--- begin Provided records ---
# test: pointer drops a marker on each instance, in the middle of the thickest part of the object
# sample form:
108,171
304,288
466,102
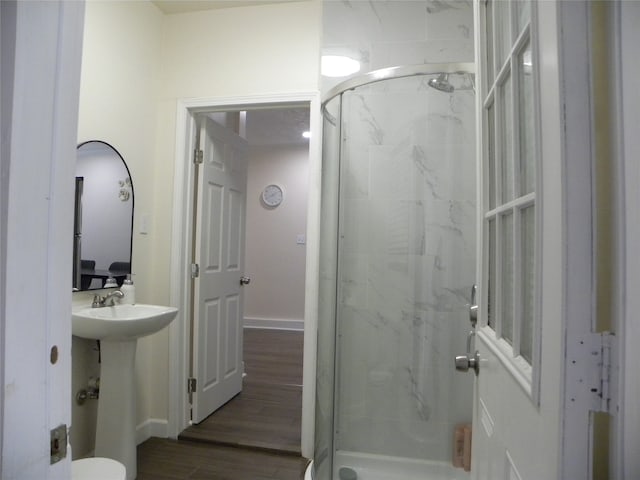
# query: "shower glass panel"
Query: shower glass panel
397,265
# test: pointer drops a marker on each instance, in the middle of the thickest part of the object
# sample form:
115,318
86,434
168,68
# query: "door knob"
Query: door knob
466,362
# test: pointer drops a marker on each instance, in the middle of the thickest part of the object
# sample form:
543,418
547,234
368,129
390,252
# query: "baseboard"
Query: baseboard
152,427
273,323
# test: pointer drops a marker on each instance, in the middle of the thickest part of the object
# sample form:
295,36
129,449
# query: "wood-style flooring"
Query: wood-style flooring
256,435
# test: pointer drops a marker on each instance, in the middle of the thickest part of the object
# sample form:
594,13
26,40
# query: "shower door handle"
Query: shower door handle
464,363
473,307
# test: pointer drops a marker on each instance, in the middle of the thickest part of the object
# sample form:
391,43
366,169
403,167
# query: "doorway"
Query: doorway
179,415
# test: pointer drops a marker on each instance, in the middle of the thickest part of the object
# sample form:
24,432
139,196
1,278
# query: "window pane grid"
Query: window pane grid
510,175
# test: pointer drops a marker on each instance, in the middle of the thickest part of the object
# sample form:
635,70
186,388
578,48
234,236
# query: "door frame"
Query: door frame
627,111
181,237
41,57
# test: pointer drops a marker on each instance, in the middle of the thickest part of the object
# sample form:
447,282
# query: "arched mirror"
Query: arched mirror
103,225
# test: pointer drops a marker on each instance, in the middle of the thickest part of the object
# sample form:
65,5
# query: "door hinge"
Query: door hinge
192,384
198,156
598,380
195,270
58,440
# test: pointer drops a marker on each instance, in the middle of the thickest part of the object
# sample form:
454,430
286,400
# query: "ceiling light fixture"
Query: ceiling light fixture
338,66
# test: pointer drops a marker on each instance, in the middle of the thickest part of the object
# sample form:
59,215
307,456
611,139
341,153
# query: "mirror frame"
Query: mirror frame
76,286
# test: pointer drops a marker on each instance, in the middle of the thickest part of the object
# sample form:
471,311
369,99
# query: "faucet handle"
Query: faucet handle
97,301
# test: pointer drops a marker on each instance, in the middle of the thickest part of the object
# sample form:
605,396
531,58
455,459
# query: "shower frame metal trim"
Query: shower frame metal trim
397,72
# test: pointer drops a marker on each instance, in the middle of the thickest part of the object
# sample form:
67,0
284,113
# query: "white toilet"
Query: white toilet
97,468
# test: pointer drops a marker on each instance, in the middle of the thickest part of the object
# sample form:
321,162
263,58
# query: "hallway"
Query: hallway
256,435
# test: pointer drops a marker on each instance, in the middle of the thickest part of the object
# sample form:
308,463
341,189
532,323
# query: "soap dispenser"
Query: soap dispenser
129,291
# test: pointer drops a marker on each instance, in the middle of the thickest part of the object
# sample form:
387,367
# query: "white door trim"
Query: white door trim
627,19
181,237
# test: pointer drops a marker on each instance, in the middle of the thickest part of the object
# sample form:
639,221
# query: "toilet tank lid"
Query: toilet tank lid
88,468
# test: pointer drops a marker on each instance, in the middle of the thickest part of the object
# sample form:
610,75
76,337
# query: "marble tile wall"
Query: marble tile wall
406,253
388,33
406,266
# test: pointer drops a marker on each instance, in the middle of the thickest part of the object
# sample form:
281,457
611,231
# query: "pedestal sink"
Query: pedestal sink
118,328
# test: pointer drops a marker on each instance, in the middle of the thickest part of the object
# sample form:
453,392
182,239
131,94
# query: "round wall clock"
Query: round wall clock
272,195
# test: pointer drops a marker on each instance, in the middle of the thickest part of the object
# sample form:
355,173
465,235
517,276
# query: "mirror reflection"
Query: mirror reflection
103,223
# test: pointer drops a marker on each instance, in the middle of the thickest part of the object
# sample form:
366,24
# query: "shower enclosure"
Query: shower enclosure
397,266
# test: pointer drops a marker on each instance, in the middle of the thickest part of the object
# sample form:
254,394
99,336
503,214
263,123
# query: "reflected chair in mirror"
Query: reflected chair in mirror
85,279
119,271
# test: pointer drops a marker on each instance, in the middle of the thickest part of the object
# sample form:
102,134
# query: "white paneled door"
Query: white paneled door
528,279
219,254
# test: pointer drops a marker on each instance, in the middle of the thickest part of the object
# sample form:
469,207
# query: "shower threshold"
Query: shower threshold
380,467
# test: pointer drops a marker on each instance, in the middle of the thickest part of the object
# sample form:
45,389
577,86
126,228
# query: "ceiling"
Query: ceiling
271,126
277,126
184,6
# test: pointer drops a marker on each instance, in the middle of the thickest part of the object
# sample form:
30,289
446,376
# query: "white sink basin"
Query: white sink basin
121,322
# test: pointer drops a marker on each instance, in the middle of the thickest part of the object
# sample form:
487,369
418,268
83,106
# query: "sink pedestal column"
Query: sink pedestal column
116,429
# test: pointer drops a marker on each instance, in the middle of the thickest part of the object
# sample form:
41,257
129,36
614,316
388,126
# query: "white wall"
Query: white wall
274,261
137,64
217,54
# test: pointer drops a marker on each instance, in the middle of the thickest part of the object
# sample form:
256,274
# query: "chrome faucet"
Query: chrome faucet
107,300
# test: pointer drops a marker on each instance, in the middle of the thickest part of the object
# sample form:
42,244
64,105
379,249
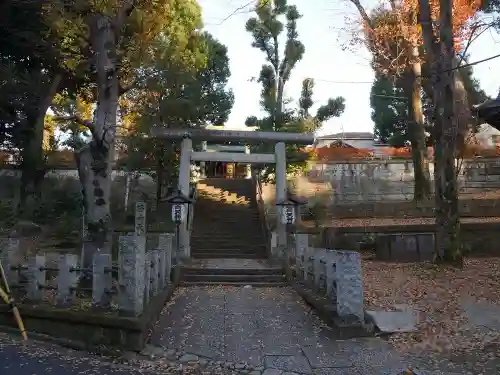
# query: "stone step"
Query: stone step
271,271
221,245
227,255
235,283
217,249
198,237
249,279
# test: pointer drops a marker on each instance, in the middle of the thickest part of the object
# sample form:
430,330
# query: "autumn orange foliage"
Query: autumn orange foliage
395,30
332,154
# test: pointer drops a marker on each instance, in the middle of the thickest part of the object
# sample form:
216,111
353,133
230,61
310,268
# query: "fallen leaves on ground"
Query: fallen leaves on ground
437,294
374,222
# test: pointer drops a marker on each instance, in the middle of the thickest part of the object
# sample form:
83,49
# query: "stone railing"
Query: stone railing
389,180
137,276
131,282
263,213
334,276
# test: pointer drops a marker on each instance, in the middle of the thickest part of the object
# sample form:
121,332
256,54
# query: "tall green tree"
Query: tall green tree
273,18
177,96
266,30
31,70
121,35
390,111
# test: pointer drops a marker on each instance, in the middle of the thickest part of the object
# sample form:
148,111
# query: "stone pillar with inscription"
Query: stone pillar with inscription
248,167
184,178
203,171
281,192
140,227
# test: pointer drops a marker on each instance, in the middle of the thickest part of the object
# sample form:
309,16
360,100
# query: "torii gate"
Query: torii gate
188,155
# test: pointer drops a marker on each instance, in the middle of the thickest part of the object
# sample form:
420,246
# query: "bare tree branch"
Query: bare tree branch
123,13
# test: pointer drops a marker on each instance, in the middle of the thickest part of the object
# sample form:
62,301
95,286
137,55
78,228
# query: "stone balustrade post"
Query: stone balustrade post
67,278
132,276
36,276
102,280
--- end Provided records ---
Please collect every line in the entries above that contains the string "chrome". Matching is case-sensitive.

# query: "chrome faucet"
Query: chrome faucet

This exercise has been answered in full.